■ **THE DATA**
━━━

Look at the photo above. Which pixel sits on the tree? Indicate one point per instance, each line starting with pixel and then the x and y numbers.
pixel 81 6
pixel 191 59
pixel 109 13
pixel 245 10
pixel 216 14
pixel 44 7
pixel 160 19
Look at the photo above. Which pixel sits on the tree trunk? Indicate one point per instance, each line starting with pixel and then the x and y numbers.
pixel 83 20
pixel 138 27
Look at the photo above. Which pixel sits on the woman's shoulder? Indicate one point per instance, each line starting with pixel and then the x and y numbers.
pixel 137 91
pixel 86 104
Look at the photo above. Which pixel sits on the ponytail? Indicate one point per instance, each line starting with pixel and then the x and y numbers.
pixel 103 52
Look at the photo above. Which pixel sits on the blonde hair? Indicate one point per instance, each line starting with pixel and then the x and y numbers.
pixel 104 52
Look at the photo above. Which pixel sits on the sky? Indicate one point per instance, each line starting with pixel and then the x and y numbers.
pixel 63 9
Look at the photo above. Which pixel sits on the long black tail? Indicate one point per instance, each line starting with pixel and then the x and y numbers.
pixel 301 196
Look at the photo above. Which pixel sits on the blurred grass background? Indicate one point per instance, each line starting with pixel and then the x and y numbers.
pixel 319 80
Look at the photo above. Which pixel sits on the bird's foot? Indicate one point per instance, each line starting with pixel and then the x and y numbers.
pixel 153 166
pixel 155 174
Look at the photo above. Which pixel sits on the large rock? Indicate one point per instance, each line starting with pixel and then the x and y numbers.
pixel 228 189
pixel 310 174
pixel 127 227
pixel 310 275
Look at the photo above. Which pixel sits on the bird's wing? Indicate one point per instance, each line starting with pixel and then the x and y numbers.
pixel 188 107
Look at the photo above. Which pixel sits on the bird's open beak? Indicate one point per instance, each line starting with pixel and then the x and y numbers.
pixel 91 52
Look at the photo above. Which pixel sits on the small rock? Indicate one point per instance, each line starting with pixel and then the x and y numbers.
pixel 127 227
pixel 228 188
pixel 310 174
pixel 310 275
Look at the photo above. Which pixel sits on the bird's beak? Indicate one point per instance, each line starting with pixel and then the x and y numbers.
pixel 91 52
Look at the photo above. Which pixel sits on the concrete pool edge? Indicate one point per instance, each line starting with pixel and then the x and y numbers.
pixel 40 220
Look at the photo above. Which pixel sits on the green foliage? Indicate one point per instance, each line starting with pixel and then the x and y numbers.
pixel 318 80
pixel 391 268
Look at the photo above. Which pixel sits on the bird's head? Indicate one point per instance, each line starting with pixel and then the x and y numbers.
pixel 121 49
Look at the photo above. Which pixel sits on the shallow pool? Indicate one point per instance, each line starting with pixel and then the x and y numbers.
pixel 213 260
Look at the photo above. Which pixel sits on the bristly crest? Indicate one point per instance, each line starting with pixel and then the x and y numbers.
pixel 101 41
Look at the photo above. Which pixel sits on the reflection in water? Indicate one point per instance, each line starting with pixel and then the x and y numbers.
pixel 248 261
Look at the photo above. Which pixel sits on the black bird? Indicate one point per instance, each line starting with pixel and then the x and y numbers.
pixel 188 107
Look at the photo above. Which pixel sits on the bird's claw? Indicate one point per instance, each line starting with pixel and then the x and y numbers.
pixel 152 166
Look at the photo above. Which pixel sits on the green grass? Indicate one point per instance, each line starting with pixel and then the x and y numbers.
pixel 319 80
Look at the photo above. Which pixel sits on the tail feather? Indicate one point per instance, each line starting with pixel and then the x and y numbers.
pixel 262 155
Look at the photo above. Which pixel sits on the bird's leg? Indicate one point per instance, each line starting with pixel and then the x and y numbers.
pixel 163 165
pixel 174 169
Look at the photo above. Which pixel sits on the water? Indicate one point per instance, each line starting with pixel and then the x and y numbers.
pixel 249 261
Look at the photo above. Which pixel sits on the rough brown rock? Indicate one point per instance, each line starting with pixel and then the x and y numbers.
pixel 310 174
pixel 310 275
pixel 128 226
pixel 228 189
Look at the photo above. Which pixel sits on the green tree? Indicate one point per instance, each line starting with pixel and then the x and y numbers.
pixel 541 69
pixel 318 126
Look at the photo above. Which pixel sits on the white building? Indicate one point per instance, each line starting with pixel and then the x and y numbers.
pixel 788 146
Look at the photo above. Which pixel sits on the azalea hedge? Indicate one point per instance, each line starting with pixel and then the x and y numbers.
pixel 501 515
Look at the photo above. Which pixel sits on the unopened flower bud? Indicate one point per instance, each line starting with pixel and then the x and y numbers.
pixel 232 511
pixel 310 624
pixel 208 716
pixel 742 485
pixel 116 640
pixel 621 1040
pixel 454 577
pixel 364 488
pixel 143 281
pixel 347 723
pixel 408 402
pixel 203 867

━━━

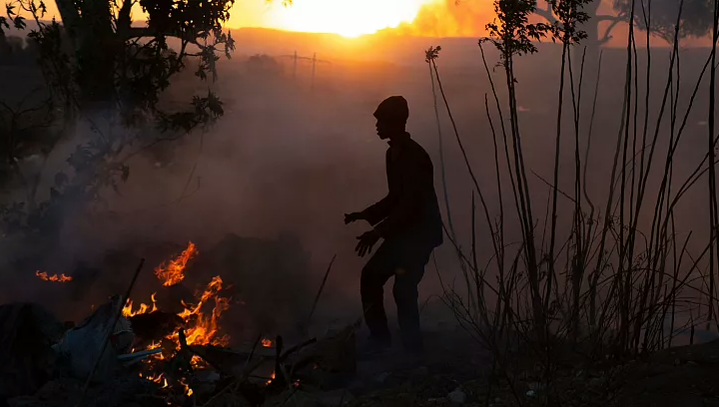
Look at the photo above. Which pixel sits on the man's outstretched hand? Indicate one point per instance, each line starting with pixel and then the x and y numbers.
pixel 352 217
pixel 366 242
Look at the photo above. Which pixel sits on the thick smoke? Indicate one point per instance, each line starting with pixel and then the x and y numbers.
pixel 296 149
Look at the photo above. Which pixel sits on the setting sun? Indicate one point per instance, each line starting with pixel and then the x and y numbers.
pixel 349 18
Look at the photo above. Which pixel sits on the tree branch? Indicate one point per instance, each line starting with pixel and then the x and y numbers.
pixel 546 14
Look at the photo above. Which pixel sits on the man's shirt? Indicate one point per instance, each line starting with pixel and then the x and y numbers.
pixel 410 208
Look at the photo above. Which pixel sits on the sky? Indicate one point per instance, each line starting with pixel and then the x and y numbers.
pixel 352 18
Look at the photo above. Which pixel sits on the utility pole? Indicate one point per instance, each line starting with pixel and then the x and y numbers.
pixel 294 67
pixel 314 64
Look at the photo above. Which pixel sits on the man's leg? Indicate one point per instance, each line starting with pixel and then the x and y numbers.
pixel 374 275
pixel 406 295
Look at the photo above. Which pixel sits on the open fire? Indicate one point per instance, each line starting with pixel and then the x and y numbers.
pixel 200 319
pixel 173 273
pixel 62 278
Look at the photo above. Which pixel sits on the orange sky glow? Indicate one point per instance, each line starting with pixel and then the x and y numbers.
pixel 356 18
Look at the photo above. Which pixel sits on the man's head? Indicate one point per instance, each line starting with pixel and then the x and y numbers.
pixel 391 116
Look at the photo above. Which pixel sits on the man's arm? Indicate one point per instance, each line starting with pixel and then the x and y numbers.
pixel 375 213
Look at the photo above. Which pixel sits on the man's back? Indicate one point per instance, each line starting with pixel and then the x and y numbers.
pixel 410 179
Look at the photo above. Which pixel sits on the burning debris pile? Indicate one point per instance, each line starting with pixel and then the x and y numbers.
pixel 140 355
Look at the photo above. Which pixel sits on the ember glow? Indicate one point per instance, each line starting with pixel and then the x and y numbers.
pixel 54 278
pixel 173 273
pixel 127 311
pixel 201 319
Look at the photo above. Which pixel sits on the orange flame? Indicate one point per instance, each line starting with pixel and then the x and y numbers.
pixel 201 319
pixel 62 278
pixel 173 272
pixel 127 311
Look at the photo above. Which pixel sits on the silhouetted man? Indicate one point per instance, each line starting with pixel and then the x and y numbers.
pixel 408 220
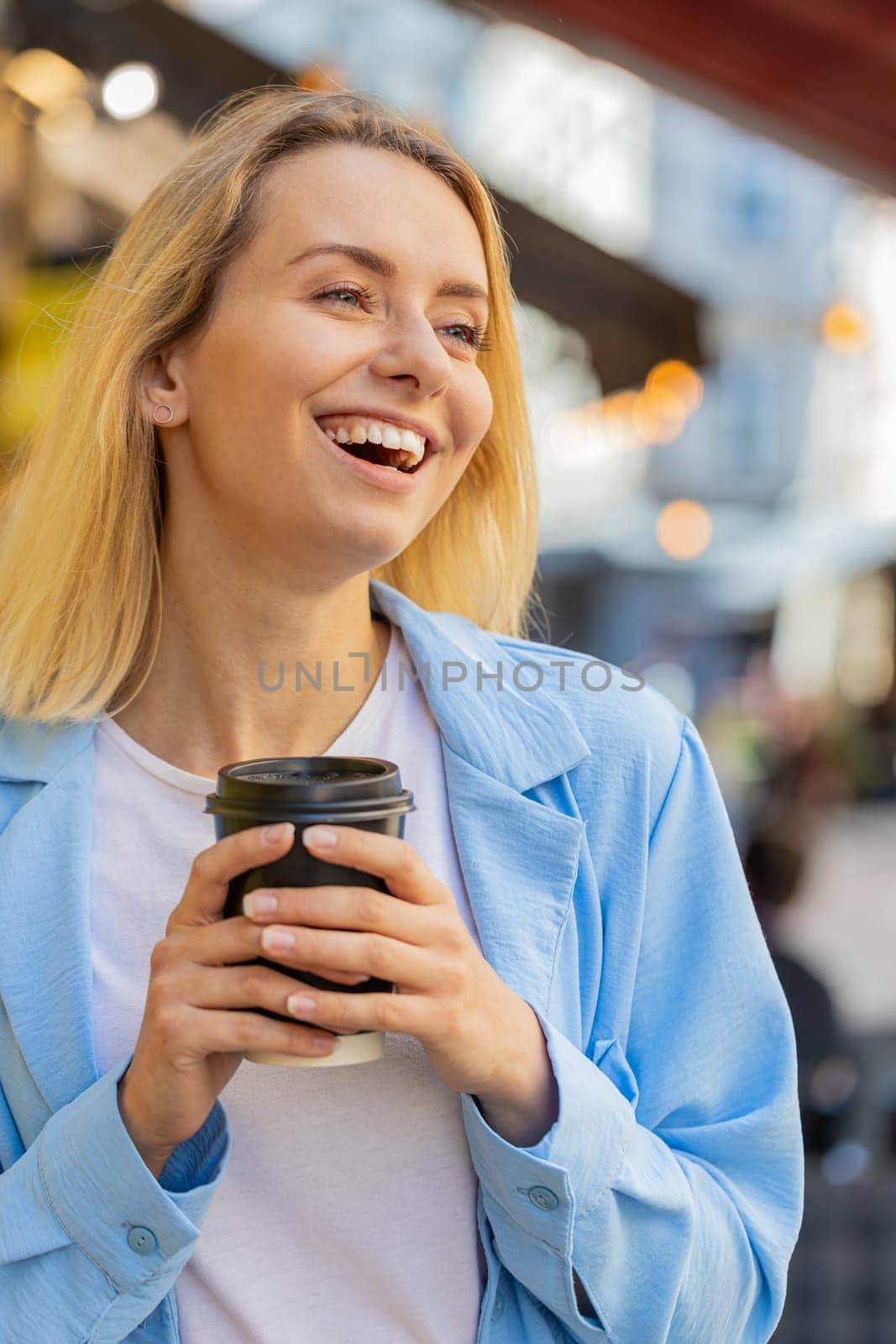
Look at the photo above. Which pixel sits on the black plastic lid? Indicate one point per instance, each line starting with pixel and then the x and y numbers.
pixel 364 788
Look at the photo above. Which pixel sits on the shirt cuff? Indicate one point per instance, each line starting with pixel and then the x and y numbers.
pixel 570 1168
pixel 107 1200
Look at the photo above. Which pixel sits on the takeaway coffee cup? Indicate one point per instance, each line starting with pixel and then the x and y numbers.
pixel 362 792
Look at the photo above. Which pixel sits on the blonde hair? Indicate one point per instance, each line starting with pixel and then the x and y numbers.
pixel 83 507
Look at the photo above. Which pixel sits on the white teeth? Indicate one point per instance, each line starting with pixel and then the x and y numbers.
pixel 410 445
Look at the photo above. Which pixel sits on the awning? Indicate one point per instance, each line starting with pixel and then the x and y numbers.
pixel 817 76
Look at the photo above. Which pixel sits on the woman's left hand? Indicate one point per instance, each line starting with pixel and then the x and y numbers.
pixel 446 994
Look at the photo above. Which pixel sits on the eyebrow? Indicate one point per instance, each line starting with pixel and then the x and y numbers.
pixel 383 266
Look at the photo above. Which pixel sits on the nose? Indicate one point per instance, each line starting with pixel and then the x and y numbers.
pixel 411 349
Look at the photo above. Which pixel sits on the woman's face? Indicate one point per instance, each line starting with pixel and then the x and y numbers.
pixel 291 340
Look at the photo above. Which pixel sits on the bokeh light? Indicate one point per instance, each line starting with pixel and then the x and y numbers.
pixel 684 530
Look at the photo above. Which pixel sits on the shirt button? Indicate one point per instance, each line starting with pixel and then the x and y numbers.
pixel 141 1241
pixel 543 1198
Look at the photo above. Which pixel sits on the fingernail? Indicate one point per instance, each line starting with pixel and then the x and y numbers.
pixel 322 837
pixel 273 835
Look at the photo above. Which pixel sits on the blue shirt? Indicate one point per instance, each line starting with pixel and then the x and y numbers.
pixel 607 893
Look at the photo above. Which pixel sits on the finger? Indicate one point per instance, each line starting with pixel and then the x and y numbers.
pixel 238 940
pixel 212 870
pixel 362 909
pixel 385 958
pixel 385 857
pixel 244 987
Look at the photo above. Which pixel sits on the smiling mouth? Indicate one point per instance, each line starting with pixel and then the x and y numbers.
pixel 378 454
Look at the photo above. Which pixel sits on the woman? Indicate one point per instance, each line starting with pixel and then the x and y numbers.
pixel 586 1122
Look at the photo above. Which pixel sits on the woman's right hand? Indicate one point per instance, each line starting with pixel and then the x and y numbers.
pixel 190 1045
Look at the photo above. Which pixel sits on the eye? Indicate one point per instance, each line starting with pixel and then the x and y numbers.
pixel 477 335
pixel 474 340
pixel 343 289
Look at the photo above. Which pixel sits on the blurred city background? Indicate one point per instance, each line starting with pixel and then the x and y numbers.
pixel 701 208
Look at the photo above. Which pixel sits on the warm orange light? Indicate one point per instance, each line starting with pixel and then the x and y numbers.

━━━

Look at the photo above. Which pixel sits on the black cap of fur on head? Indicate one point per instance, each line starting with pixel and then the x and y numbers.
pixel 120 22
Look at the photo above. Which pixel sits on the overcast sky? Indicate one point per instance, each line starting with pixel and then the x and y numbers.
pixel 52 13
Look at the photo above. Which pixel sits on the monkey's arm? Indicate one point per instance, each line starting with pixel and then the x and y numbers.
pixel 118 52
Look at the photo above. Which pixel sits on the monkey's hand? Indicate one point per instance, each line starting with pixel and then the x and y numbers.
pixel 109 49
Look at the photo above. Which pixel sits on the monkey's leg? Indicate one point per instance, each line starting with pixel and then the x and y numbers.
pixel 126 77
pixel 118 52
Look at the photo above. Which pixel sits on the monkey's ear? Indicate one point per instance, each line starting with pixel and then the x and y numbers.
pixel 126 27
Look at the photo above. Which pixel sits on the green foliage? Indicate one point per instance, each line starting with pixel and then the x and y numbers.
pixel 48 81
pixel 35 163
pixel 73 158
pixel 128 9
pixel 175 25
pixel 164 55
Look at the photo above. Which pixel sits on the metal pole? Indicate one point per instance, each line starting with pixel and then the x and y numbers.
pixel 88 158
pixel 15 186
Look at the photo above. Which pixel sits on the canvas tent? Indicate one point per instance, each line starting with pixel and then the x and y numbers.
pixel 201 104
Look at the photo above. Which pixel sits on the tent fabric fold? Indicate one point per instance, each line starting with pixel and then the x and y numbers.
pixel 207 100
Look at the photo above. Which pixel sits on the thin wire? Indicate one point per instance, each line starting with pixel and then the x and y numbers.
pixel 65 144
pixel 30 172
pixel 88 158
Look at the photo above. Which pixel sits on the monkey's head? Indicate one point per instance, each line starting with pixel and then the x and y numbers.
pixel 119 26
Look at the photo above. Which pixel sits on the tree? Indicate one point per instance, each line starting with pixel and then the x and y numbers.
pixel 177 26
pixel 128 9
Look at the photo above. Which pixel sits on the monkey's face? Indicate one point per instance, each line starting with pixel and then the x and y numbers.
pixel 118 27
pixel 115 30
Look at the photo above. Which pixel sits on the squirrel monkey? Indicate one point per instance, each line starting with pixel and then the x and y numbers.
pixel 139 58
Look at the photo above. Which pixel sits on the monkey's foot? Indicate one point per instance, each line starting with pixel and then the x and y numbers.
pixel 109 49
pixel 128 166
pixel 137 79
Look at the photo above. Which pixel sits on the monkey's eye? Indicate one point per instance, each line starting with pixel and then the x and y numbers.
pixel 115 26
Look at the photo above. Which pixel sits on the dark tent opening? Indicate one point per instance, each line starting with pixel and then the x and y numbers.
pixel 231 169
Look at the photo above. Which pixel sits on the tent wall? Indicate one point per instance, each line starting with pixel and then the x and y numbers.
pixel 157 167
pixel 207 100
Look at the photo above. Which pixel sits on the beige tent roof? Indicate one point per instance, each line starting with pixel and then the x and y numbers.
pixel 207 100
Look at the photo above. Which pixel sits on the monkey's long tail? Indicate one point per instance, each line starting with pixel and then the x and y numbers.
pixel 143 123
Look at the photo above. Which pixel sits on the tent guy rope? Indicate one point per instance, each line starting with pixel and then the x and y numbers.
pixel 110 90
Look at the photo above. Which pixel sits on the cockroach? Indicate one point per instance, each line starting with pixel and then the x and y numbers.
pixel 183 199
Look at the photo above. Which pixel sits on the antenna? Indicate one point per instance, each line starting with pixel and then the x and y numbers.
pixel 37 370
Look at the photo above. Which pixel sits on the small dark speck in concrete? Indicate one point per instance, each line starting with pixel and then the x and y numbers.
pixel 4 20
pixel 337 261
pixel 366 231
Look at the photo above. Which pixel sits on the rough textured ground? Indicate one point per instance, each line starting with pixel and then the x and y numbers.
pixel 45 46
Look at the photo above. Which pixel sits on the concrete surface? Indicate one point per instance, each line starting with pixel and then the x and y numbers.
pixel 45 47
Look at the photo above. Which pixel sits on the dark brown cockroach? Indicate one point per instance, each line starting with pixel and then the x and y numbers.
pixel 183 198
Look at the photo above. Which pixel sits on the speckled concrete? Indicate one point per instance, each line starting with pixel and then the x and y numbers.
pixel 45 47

━━━

■ **GIVEN PROBLEM**
Lay out the data from the line containing "the green tree?" through the line containing "pixel 788 146", both included, as a JSON list of strings with one string per line and no blank lines.

■ **COMPLETE RESPONSE**
[
  "Look at the photo above. Which pixel sits on the green tree? Indicate one point per instance, each line starting with pixel and then the x and y numbers.",
  "pixel 541 69",
  "pixel 318 126",
  "Look at the photo above. Which pixel sits on the white building? Indicate one point per instance, each line starting with pixel and then the x and y numbers.",
  "pixel 788 146"
]